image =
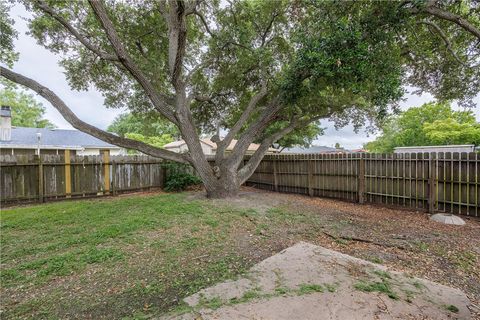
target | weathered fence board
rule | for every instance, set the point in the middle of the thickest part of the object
(30, 178)
(442, 182)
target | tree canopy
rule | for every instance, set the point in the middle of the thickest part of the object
(26, 111)
(257, 70)
(429, 124)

### [Problem statement]
Copy everything in the listing above exactly except the pictures.

### [Result of the task]
image =
target | weathered fence board
rule | for every instance, set the point in the middle of the thickest part of the object
(30, 178)
(442, 182)
target | tree canopy
rule | for every instance, set the point in the middle of the thickest part of the object
(26, 111)
(257, 70)
(429, 124)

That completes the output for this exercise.